What the task asks.
What you return should match the data below exactly, line for line.

----- Given records

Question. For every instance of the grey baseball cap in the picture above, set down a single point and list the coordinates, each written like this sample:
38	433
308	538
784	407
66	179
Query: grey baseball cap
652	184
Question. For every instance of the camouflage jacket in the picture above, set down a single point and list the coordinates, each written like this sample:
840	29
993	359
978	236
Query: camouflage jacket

----------

Solved exercise.
Question. For every instance of the grey baseball cap in the picture above, set down a single point and list the coordinates, each written like this sample:
38	433
308	538
784	407
66	179
Query: grey baseball cap
652	184
Question. For every instance of the camouflage jacket in the picture above, set down a single point and list the coordinates, each written like this sample:
840	29
993	359
978	236
Query: camouflage jacket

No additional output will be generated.